── Extrait du document ──
L’homme a inventé un mot magique. Nous avons commencé par le prononcer, puis nous l’avons laissé nous mener par le bout du nez. Ce mot, c’est le « progrès ». A l’origine, ce terme était censé décrire le changement d’une chose mauvaise ou bonne en quelque chose de mieux, jamais en quelque chose de pire. Puis, avec un aplomb superbe, nous avons fait un pas de plus. Alors le progrès désigne toujours la génération présente ; les morts ne pourront jamais le faire tourner en leur faveur.
Nous aimons voir dans le progrès la lutte que mène l’homme moderne pour que davantage de gens soient mieux nourris, que les malades aient plus d’hôpitaux, qu’il y ait moins de guerres. Mais on parle aussi de progrès lorsqu’on améliore des armes pour tuer plus de gens et de plus loin. On parle de progrès quand on invente un médicament pour guérir le mal causé par un autre, quand les hôpitaux poussent comme des champignons parce que nous avons des cerveaux surmenés et des corps sous-développés, parce que nous avons le cœur vide et les intestins pleins de tout ce dont on nous a fait une habile publicité. C’est le progrès, quand un fermier abandonne sa houe et un pêcheur son filet pour aller travailler à la chaîne, parce que le champ de blé est loué à une industrie, qui a besoin de la rivière aux saumons comme tout-à-l’égout. C’est le progrès, lorsque l’homme de la rue peut cesser de réfléchir parce que tous ses problèmes sont résolus par d’autres, ou quand des gens deviennent tellement spécialisés qu’ils savent presque tout sur presque rien. C’est le progrès, quand la réalité devient si morne et étouffante que nous survivons en regardant des divertissements qui passent sur une boîte. C’est le progrès, quand les villes deviennent si grandes et les forêts si petites. C’est le progrès, quand les enfants obtiennent une contre-allée en échange d’une prairie, quand le parfum des fleurs et la vue sur les collines sont remplacés par de l’air conditionné et la vue sur la rue. Les gratte-ciel de Manhattan sont trop immenses et rendent l’homme trop petit.
───
▶ [Vos tâches]:
1 - Pour chacune des affirmations suivantes, indiquez si elle concorde avec le texte sur le progrès, en répondant par oui ou par non et en citant à l'identique les mots du texte qui tranchent. (a) À l'origine, le mot « progrès » pouvait désigner le passage d'une chose bonne à une chose pire. (b) Le texte qualifie de progrès l'amélioration d'armes permettant de tuer davantage de gens. (c) Selon le texte, les gratte-ciel de Manhattan grandissent l'homme.
2 - Recopiez à l'identique, dans le texte sur le progrès, le passage allant de « L’homme a inventé » jusqu'à « en leur faveur. ».
3 - Poursuivez le texte sur le progrès à partir de sa dernière phrase.
Les données ci-après proviennent d'une source distincte de ce texte.
── Extrait des données ──
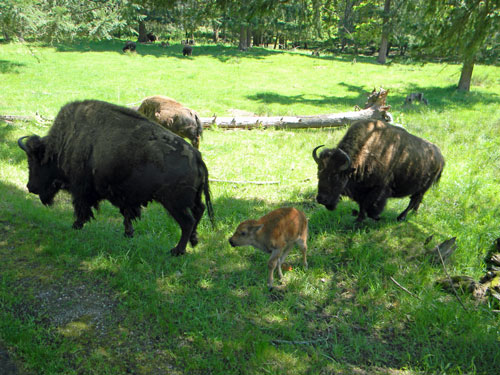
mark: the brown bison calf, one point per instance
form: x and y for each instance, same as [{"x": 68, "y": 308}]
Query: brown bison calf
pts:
[
  {"x": 173, "y": 116},
  {"x": 274, "y": 233}
]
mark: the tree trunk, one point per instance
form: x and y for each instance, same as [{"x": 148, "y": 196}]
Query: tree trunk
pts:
[
  {"x": 375, "y": 109},
  {"x": 243, "y": 38},
  {"x": 249, "y": 37},
  {"x": 276, "y": 40},
  {"x": 384, "y": 41},
  {"x": 143, "y": 38},
  {"x": 216, "y": 33},
  {"x": 466, "y": 75}
]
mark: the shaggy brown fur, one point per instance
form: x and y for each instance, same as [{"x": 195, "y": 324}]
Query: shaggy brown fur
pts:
[
  {"x": 97, "y": 150},
  {"x": 173, "y": 116},
  {"x": 275, "y": 233},
  {"x": 376, "y": 161}
]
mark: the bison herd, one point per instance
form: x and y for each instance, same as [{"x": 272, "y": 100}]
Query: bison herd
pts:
[{"x": 100, "y": 151}]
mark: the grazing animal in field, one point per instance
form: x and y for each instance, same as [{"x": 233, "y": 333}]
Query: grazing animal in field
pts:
[
  {"x": 97, "y": 150},
  {"x": 152, "y": 37},
  {"x": 129, "y": 46},
  {"x": 275, "y": 233},
  {"x": 375, "y": 161},
  {"x": 410, "y": 98},
  {"x": 173, "y": 116},
  {"x": 187, "y": 50}
]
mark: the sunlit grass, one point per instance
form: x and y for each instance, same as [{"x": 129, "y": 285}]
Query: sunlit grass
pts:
[{"x": 209, "y": 310}]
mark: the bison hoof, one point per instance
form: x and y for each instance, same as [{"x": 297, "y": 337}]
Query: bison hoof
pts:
[
  {"x": 194, "y": 239},
  {"x": 176, "y": 251}
]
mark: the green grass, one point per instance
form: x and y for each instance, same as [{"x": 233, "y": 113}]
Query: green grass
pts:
[{"x": 94, "y": 302}]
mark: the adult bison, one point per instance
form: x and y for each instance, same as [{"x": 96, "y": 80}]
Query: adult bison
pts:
[
  {"x": 376, "y": 161},
  {"x": 173, "y": 116},
  {"x": 97, "y": 150}
]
───
▶ [Réponses]:
1 -
(a) Non : « jamais en quelque chose de pire ».
(b) Oui : « Mais on parle aussi de progrès lorsqu’on améliore des armes pour tuer plus de gens et de plus loin. »
(c) Non : « Les gratte-ciel de Manhattan sont trop immenses et rendent l’homme trop petit. »

2 -
L’homme a inventé un mot magique. Nous avons commencé par le prononcer, puis nous l’avons laissé nous mener par le bout du nez. Ce mot, c’est le « progrès ». A l’origine, ce terme était censé décrire le changement d’une chose mauvaise ou bonne en quelque chose de mieux, jamais en quelque chose de pire. Puis, avec un aplomb superbe, nous avons fait un pas de plus. Alors le progrès désigne toujours la génération présente ; les morts ne pourront jamais le faire tourner en leur faveur.

3 -
L’homme moderne n’avait rien retiré de la première guerre mondiale. Jamais encore, autant d’argent et d’efforts humains n’ont été dépensés pour la fabrication de moyens de plus en plus ingénieux pour s’entretuer. Les architectes de la paix continuent à bâtir avec de la poudre à canon. C’était mal interpréter la théorie de Darwin que de croire le cerveau d’un homme assis derrière une machine à écrire plus évolué que celui d’un homme maniant une charrue de bois ou une canne à pêche. C’était aussi absurde que de nous duper, en prétendant qu’un homme porteur d’une mitrailleuse a une morale plus haute que celui qui porte un javelot. Qu’il soit espagnol, polynésien ou viking, l’homme a toujours été un étrange mélange de saint et de démon. A un moment, nous sommes si pieux que nous ne voulons pas couper une boucle de cheveux de notre voisin, et l’instant suivant, nous l’assassinons. Il est aisé de définir le progrès sur un champ de bataille : nous enfonçons une baïonnette dans un homme en vie, mais nous ne plongerions pas une fourchette dans un mort.
De tous les coins du monde, montent les voix désespérées de funestes prophètes, qui nous prouvent à l’aide de courbes, de calculateurs électroniques et de statistiques convaincantes que l’humanité marche à la catastrophe. Leurs adversaires – nous pourrions les appeler les marchands de sable – s’affairent à répéter aux foules de continuer à dormir en paix. La science peut résoudre tout et l’homme du commun rester devant sa télévision.